Collected data entries:
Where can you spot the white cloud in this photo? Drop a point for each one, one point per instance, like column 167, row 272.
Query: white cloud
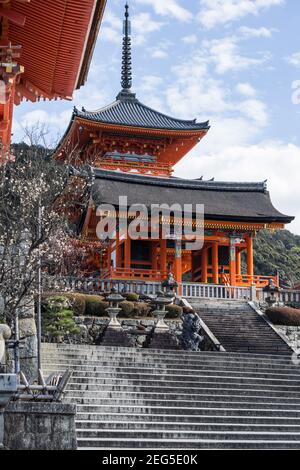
column 195, row 92
column 170, row 8
column 191, row 39
column 216, row 12
column 256, row 110
column 160, row 51
column 111, row 29
column 142, row 25
column 244, row 162
column 256, row 32
column 294, row 59
column 225, row 54
column 246, row 89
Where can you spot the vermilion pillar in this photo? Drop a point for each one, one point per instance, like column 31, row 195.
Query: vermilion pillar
column 238, row 263
column 178, row 265
column 250, row 265
column 204, row 263
column 127, row 253
column 154, row 256
column 163, row 255
column 178, row 261
column 232, row 265
column 215, row 262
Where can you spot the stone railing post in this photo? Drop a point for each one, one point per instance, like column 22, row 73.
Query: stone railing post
column 8, row 386
column 5, row 334
column 253, row 297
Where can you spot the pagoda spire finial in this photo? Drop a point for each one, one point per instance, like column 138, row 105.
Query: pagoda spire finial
column 126, row 59
column 126, row 74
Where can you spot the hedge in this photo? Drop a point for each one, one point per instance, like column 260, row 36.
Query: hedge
column 95, row 306
column 174, row 311
column 131, row 296
column 284, row 316
column 78, row 303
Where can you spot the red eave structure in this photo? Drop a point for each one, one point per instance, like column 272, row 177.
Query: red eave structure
column 57, row 42
column 53, row 43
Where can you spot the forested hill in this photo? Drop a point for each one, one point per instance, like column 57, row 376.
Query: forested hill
column 278, row 251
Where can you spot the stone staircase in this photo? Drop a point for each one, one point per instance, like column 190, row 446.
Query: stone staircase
column 239, row 328
column 164, row 399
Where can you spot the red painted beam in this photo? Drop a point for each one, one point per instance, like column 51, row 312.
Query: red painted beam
column 17, row 18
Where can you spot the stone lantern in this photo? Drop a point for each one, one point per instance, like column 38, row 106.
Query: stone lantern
column 160, row 302
column 170, row 285
column 113, row 310
column 271, row 293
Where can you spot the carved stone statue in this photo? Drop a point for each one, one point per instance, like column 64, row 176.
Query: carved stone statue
column 191, row 327
column 5, row 334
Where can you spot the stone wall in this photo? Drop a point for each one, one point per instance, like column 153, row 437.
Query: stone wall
column 292, row 334
column 39, row 426
column 92, row 329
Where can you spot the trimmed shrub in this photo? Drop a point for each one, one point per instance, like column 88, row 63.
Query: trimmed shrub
column 131, row 297
column 58, row 318
column 95, row 306
column 127, row 309
column 78, row 303
column 284, row 316
column 142, row 309
column 173, row 311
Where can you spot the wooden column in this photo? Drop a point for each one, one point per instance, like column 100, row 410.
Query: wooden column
column 163, row 255
column 250, row 265
column 154, row 256
column 178, row 265
column 118, row 251
column 127, row 253
column 232, row 262
column 238, row 263
column 204, row 263
column 215, row 262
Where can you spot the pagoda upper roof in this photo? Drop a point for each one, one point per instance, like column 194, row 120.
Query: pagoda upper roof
column 230, row 201
column 127, row 110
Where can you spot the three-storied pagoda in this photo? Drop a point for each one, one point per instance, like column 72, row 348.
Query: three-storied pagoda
column 133, row 149
column 45, row 52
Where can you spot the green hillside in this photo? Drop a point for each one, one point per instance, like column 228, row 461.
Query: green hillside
column 278, row 251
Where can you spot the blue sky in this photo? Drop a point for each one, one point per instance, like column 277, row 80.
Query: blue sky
column 233, row 62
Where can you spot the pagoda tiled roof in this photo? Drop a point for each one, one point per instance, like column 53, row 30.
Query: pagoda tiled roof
column 129, row 111
column 233, row 201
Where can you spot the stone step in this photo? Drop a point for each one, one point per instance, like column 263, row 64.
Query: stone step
column 179, row 376
column 170, row 368
column 132, row 352
column 129, row 398
column 126, row 443
column 175, row 397
column 187, row 435
column 180, row 405
column 142, row 388
column 186, row 414
column 153, row 362
column 205, row 384
column 100, row 425
column 187, row 420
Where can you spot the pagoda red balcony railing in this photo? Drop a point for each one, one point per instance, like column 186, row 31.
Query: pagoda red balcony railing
column 135, row 274
column 258, row 281
column 151, row 168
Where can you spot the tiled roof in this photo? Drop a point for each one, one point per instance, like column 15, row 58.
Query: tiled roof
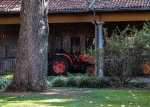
column 120, row 4
column 10, row 5
column 69, row 5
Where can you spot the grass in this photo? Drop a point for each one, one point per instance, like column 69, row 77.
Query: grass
column 78, row 97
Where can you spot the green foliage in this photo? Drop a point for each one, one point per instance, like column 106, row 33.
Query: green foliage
column 59, row 81
column 78, row 80
column 77, row 97
column 125, row 51
column 4, row 82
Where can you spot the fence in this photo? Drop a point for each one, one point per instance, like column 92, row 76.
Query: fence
column 7, row 66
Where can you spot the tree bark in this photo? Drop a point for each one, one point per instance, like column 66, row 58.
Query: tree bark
column 31, row 66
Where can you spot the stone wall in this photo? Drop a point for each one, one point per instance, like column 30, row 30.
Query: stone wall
column 67, row 31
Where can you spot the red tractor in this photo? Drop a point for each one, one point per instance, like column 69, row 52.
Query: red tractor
column 63, row 63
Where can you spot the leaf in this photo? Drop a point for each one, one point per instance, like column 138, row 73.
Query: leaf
column 107, row 97
column 109, row 105
column 91, row 102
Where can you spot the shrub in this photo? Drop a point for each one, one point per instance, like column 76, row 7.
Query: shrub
column 71, row 82
column 125, row 52
column 59, row 81
column 78, row 80
column 4, row 82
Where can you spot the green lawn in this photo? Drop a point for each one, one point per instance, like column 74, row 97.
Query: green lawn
column 77, row 97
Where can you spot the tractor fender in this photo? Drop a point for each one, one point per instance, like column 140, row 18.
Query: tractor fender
column 70, row 57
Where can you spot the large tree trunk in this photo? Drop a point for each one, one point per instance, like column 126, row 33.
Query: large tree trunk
column 31, row 66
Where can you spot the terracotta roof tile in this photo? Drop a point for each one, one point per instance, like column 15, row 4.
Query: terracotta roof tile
column 55, row 5
column 67, row 5
column 10, row 5
column 120, row 4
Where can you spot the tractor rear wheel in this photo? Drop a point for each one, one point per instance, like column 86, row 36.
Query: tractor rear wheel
column 90, row 70
column 59, row 66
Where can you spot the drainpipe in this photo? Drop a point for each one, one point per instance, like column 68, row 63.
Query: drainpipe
column 90, row 6
column 99, row 44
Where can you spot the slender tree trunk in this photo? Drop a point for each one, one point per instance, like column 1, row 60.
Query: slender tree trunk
column 31, row 66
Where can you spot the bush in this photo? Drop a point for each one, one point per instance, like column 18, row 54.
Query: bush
column 125, row 52
column 59, row 81
column 78, row 80
column 4, row 82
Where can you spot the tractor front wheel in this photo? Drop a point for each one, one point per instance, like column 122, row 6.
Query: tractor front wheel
column 59, row 66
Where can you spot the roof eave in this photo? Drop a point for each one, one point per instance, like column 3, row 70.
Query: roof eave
column 67, row 11
column 122, row 9
column 6, row 13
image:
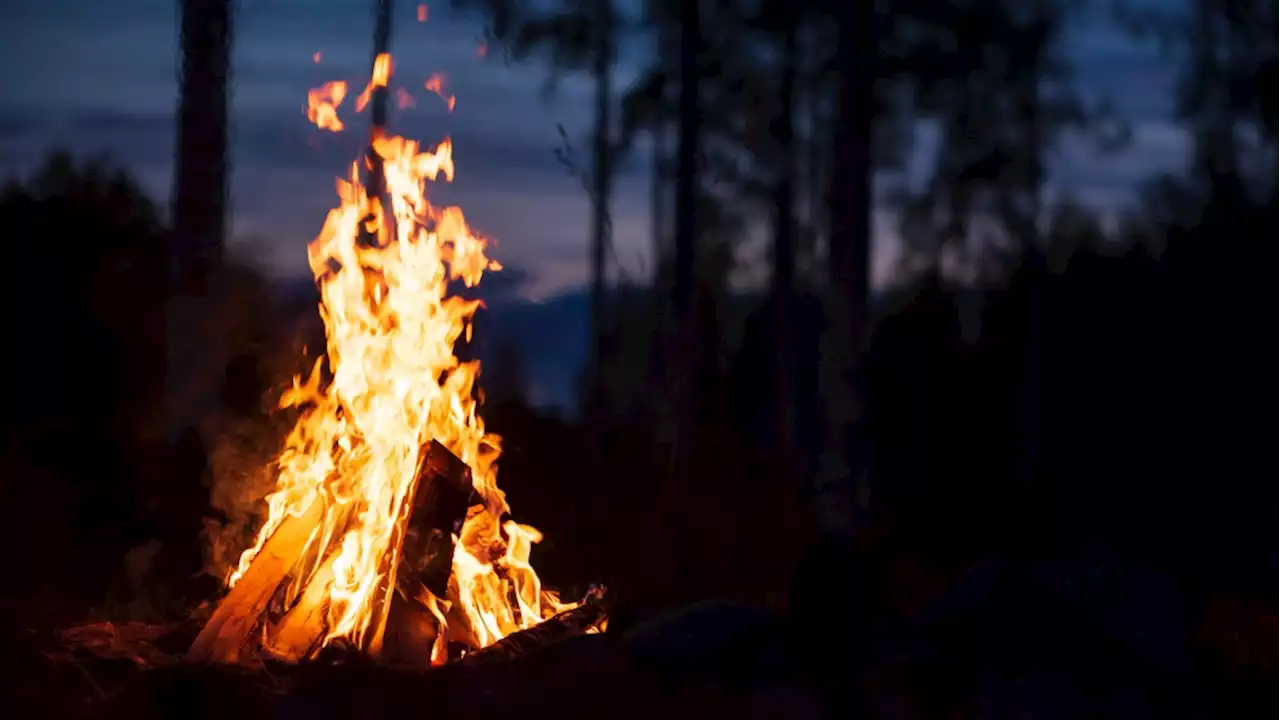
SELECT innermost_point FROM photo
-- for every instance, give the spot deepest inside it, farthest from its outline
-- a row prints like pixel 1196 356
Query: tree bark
pixel 201 163
pixel 849 269
pixel 784 247
pixel 602 180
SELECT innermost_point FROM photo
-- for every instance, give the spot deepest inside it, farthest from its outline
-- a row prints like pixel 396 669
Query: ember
pixel 387 491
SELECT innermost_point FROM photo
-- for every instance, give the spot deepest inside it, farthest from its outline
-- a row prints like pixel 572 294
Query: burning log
pixel 238 613
pixel 592 615
pixel 443 493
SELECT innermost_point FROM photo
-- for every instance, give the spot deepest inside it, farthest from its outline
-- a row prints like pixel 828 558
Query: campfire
pixel 387 532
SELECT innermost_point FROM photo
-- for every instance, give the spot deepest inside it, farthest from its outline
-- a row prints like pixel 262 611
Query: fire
pixel 393 384
pixel 435 83
pixel 323 105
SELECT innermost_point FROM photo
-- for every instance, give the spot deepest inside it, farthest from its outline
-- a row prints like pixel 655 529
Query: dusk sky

- WHAT THIS TASK INVOLVES: An exact copy of the lines above, from the one containing "Query: large tree trunk" through the one containing "Where can you spot the tractor rear", is the whole of the answer.

- RESULT FOR THIS TASK:
Query: large tree trunk
column 31, row 66
Where can you spot the terracotta roof tile in this photo? Drop a point for each one, one point per instance, like column 15, row 4.
Query: terracotta roof tile
column 55, row 5
column 67, row 5
column 10, row 5
column 120, row 4
Where can you spot the tractor rear wheel in this photo? Drop a point for each one, one point per instance, like column 86, row 36.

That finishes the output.